(課題文): 以下のデータをすべて、1行を1つの文字列とするJSON配列として出力してください。空行は含めないこと。

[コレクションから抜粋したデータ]

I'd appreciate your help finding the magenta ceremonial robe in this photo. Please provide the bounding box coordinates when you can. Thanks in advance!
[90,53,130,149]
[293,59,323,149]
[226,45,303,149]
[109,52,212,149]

(完成した回答):
[
  "I'd appreciate your help finding the magenta ceremonial robe in this photo. Please provide the bounding box coordinates when you can. Thanks in advance!",
  "[90,53,130,149]",
  "[293,59,323,149]",
  "[226,45,303,149]",
  "[109,52,212,149]"
]